→ **SUPPLIED TEXT**:
(begin)
TOWN OF PELHAM, N.H.

CONSERVATION COMMISSION MEETING

6 MAIN STREET

PELHAM, NH 03076-3723

 

 

MEETING OF DECEMBER 12, 2001                NOT APPROVED

 

 

Members Present:

 

Christian Montminy, Sandy Kupcho, Frank Culbert, Sanja Kakkard, Marc Duquette and Robert Yarmo, Chairman

 

Meeting opened at 7:35 with Robert Yarmo presiding.  Chairman Yarmo read the RSA relative to law that governs the Conservation Commission.

 

Postponement: Map 12, Lot 44, Hart, Jordan & White, Shepard Rd/Mulberry Lane

Proposed 28 Lot Subdivision. (Case heard on 3/13/02).
(end)
→ **STORED RECORDS**:
(begin)
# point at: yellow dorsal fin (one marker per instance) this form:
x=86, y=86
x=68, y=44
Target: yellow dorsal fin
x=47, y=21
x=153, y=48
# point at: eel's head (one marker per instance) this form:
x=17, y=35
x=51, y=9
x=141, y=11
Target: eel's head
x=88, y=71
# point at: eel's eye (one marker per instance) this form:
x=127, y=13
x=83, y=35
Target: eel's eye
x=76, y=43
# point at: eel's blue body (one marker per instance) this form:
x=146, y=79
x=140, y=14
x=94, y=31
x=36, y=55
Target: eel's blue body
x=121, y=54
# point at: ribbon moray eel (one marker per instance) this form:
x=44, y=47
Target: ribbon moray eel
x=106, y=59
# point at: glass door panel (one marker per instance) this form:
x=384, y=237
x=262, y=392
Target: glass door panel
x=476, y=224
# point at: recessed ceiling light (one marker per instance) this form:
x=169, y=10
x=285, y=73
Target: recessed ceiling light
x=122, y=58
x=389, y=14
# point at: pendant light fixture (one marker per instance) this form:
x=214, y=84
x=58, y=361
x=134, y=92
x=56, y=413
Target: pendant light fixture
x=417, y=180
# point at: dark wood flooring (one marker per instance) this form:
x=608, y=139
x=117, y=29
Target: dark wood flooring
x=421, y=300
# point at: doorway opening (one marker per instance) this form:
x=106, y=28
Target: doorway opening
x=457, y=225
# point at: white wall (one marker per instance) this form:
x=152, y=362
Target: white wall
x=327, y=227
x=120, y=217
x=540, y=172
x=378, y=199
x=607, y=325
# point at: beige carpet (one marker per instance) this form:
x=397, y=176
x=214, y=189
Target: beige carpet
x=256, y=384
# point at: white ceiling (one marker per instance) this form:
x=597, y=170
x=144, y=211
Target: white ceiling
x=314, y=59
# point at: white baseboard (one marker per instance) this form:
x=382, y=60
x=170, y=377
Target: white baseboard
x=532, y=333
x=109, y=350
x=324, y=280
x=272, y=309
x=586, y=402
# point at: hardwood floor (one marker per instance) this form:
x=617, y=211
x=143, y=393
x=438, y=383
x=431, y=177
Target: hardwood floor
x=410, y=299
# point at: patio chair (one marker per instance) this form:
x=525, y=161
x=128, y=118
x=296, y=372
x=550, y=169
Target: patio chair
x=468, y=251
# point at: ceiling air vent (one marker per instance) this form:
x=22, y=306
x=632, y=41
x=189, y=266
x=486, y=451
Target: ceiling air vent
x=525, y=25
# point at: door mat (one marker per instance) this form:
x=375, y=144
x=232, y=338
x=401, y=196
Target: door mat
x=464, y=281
(end)
→ **GOALS**:
(1) Do these statements agree with the Pelham Conservation Commission minutes? Answer yes or no for each, quoting the words from the minutes that decide it.
(a) The meeting opened at 7:35 with Robert Yarmo presiding.
(b) Frank Culbert served as chairman.
(c) The postponed case concerned a proposed subdivision of 28 lots.
(2) Name every member listed as present in the Pelham Conservation Commission minutes.
(3) Continue the Pelham Conservation Commission minutes after their final sentence.

→ **ANSWERS TO THE TASKS**:
(1)
(a) Yes: "Meeting opened at 7:35 with Robert Yarmo presiding."
(b) No: "Robert Yarmo, Chairman"
(c) Yes: "Proposed 28 Lot Subdivision."

(2) Christian Montminy, Sandy Kupcho, Frank Culbert, Sanja Kakkard, Marc Duquette, Robert Yarmo

(3)
Map 5, Lots 104, 113, 115 – Sousa Realty and Development, Proposed 20 Lot Subdivision

 

Presenting the case for Sousa Realty and Development is Tony Basso, Engineer of Hanner-Swanson Engineering.  This case was before the board approximately 3 months ago for discussion.  The subdivision is for 20 lots at the end of Lawrence Corner Road. A loop is planned for the 46-acre development.  The proposed lots range from 1 acre to as many as 9 acres.  There are two (2) wetlands crossing impacts:  (a) 2,075 sq. ft, (b) 6,275 sq. ft. There was a site walk done on Saturday.  This case has been to the Planning Board once, the application has been accepted but there is a need to come before the Conservation Commission because a dredge and fill permit has been applied for.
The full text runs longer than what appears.